[EXTRACT — start]

So, Day 20 falls on a Saturday this year. Back in the olden days, that would mean I wouldn’t have to work (or, rather, get to work: I miss clocking in at the plant more every day) and I could just sit around at home in my easy chair and spend a glorious day watching Netflix and reading. Maybe if it’s a rare gloomy day, toss a log in the fireplace.

Little did I know a month ago that I’d end up doing that for a living. I’ve gotta tell you, it’s becoming drudge work sitting in a chair staring at these six walls (my living room is a bastard size) and out the window waiting for the occasional dog-walker to stroll by, which causes my own brace of guard dogs to go full-on rabid.

There is still a vestige of my old job to keep me occupied for a bit, including editing stories and running the Post on weekend mornings before handing over the con to Melissa Evans or Jeremiah Dobruck at noon.

And there’s the twice-daily reports from my niece Katie regarding my sister Debi’s condition. She’s still struggling with the coronavirus in ICU at Memorial, where she’s been for a week now. It’s largely a numbers game: First it was the number of liters of oxygen she was using. Zero is perfect, 15 isn’t good, and when she hit 40 she was put on a different machine and now the numbers to watch are the percentage of oxygen she was needing, and that peaked Friday night at 75%, then she slept most of the night at 70%. Today the nurses are knocking it down to 65% to see how that goes.

And they’re going to try to take her off a clear diet, which paves the way for such delicacies as Cream of Wheat and, if there’s a just and loving God, ice cream.

Debi and I have been communicating mostly through trading YouTube videos. Yesterday, she sent me a video of the Byrds’ “Mr. Spaceman,” because she knew the Byrds were my favorite band back in the roaring 1960s. I responded by sending her favorite from that era, Herman’s Hermits, doing “Mrs. Brown, You’ve Got a Lovely Daughter.”

She texted, “Ha! Yeah. You were always the cool one.”

I can’t help that. At 7:03 she wrote: “We just had an earthquake! Swaying around up here!”

Ha! Debi was always the sensitive one. I didn’t feel a thing.

[EXTRACT — finish]
[RECORDS SHOWN — start]

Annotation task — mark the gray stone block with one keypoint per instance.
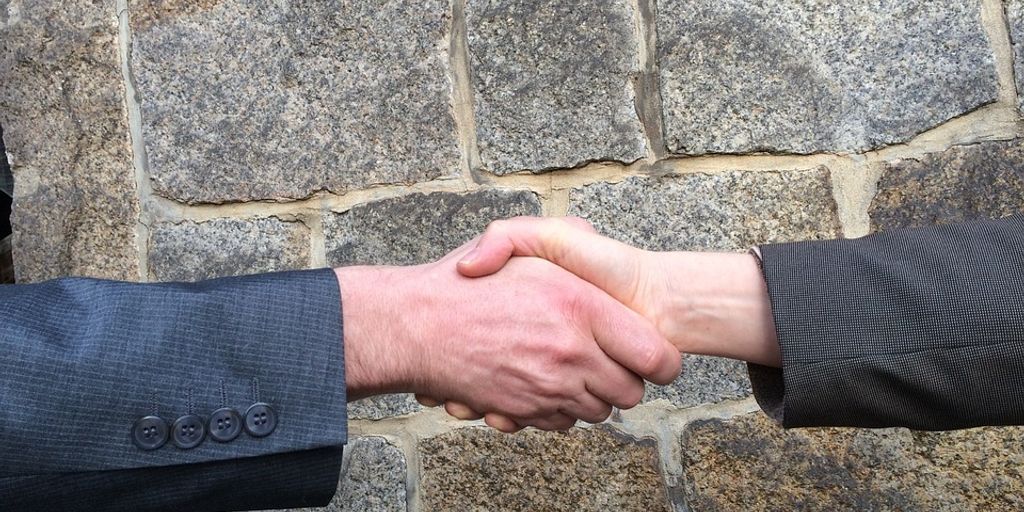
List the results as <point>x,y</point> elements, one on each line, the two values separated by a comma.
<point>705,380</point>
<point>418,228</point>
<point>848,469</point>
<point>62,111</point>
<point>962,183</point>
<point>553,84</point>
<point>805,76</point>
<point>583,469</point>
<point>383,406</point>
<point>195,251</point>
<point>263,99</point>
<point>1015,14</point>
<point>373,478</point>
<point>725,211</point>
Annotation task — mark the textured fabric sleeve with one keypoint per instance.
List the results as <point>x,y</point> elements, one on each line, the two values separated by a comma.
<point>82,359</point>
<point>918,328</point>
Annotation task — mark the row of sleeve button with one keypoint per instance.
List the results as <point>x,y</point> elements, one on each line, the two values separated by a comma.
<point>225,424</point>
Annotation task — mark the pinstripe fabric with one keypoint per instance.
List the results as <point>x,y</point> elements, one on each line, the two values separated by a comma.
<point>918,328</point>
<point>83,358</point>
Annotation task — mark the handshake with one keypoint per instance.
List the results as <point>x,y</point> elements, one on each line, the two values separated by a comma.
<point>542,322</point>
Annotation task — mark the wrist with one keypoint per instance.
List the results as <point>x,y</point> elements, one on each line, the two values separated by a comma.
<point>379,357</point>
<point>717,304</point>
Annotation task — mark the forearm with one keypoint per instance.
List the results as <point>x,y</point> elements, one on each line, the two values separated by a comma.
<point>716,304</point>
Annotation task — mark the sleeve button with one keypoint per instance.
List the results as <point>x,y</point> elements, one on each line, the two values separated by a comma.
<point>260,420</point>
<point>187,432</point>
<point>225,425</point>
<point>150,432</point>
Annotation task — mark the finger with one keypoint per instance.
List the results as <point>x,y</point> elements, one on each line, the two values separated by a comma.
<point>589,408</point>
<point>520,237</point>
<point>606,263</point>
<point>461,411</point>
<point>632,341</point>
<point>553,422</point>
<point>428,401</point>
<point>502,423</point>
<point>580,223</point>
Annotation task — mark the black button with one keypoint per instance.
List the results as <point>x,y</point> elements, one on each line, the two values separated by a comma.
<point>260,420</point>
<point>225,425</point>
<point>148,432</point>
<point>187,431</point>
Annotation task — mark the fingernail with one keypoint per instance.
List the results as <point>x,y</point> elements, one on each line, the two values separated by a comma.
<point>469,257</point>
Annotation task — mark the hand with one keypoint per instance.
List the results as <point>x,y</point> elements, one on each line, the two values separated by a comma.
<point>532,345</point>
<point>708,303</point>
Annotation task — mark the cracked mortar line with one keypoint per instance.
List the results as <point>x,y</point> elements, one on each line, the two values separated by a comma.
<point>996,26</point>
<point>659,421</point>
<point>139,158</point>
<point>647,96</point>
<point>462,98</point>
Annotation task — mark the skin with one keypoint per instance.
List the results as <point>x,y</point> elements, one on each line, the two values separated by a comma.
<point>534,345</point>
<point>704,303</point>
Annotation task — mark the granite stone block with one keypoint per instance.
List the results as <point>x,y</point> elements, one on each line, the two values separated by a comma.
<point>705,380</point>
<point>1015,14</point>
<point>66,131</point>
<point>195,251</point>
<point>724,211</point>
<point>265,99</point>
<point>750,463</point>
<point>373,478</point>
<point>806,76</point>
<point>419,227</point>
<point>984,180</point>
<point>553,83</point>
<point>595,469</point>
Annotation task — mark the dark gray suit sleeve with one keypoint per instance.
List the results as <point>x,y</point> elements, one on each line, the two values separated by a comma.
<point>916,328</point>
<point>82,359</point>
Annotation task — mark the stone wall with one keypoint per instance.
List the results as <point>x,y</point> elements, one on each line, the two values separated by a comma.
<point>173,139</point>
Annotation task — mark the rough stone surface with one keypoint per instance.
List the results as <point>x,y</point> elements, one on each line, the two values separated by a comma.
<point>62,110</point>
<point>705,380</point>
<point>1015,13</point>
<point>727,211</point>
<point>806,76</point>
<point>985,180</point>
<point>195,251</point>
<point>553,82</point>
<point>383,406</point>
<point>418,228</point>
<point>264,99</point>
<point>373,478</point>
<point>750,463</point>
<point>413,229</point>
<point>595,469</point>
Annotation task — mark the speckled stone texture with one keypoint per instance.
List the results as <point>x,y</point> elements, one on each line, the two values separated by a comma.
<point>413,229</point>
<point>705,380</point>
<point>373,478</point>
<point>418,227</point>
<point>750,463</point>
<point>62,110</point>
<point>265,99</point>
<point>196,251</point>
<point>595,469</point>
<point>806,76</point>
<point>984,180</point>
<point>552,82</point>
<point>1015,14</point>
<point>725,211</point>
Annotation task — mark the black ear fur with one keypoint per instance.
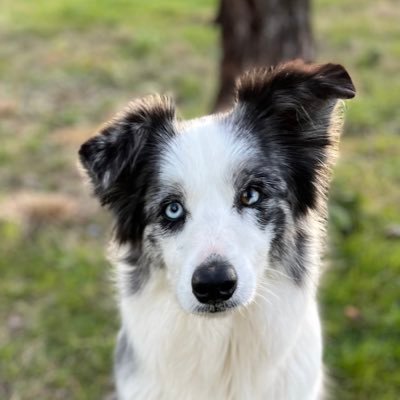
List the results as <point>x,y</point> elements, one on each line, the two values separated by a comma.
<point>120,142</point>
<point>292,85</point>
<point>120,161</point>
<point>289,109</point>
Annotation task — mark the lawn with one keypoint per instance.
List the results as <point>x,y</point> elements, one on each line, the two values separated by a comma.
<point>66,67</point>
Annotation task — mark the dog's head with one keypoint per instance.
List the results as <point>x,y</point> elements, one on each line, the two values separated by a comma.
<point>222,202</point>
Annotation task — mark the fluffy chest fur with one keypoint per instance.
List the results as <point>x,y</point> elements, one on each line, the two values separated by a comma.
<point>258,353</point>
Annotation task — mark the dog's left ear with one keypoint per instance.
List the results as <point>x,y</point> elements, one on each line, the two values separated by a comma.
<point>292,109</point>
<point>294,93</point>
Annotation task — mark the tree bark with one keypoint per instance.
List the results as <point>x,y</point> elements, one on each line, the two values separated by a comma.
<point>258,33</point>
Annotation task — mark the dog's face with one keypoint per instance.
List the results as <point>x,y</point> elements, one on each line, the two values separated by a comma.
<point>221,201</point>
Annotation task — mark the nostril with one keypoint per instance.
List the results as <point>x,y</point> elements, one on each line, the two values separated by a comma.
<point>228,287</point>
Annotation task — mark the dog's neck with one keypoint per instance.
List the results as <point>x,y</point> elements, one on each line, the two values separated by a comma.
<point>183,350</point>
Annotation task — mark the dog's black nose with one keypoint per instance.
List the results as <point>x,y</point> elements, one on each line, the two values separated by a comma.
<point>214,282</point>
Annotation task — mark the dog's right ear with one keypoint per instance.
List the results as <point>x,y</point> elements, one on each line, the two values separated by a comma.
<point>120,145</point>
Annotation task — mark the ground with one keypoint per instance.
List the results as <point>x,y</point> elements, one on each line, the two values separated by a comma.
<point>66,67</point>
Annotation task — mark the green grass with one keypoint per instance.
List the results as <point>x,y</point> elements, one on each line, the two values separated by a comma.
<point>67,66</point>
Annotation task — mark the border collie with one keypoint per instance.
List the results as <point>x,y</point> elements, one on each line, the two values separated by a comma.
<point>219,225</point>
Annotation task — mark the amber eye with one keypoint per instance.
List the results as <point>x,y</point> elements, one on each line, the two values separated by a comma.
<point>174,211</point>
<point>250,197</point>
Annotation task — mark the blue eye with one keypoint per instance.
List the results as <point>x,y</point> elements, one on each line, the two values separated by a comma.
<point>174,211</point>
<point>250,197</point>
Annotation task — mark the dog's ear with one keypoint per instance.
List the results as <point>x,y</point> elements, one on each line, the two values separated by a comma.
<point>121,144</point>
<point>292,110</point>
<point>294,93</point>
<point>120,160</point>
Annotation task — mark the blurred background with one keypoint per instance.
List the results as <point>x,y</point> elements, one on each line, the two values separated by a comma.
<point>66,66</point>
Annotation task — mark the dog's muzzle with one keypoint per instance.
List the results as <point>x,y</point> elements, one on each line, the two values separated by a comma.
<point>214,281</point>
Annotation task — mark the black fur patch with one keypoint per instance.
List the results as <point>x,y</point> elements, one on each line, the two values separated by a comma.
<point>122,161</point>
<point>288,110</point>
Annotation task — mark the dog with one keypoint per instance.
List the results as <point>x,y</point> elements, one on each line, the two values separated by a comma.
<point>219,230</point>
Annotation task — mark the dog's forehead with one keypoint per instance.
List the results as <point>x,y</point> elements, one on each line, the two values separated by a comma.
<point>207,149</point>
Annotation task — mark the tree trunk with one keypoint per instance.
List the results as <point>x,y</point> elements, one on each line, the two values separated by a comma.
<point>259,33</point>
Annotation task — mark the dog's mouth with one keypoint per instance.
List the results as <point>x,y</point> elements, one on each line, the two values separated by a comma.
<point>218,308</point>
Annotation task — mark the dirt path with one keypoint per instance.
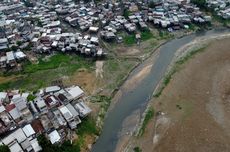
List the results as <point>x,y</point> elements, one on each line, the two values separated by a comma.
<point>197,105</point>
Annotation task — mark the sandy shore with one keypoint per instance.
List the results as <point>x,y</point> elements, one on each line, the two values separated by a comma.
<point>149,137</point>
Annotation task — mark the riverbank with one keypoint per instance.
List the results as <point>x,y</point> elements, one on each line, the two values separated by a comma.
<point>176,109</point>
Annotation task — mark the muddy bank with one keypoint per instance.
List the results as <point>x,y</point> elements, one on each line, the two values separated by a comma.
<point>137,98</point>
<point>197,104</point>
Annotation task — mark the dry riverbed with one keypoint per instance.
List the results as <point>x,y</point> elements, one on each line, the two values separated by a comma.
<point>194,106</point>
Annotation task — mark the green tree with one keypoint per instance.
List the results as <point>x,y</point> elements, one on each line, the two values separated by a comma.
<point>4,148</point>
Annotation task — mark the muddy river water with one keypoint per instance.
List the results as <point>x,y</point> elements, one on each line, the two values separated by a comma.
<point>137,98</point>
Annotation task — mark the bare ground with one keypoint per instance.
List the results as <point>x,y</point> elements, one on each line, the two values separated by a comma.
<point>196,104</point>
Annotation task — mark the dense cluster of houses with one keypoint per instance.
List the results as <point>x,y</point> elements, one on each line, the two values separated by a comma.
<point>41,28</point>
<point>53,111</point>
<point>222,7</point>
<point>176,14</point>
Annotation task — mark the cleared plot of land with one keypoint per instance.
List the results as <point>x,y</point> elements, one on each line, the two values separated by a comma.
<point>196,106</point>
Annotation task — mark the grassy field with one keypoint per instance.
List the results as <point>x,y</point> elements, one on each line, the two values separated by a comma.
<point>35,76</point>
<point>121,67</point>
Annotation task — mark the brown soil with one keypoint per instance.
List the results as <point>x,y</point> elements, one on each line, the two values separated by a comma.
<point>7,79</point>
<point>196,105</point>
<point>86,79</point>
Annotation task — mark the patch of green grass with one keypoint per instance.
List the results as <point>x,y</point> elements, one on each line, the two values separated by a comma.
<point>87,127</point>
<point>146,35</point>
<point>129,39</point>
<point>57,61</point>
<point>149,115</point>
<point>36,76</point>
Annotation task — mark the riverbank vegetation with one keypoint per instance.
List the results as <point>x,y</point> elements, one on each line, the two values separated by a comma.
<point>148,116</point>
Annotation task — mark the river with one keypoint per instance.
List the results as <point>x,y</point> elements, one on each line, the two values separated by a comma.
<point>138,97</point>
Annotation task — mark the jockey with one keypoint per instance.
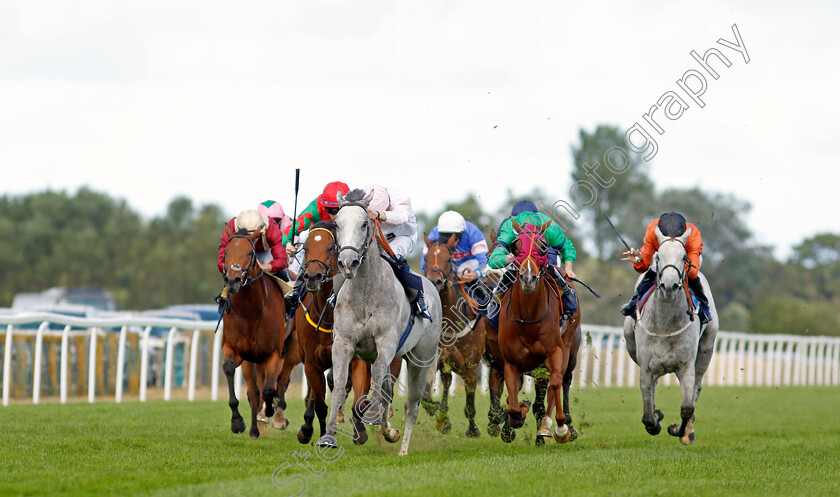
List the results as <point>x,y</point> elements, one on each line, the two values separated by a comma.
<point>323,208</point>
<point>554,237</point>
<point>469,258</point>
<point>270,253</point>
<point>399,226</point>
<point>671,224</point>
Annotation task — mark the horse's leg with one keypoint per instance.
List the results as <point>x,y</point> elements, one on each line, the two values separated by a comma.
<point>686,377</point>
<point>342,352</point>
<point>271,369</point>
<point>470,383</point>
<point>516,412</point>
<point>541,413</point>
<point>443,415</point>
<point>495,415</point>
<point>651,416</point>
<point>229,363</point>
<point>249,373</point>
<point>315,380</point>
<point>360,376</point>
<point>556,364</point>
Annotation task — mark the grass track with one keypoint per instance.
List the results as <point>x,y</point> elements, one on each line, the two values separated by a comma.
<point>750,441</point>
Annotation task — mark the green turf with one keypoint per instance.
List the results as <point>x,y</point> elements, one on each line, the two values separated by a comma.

[RECORDS SHOWN — finish]

## YOUR TASK
Reproduce word for word the passage of the Day 20 column from "There is still" to "Dobruck at noon.".

## EXERCISE OUTPUT
There is still a vestige of my old job to keep me occupied for a bit, including editing stories and running the Post on weekend mornings before handing over the con to Melissa Evans or Jeremiah Dobruck at noon.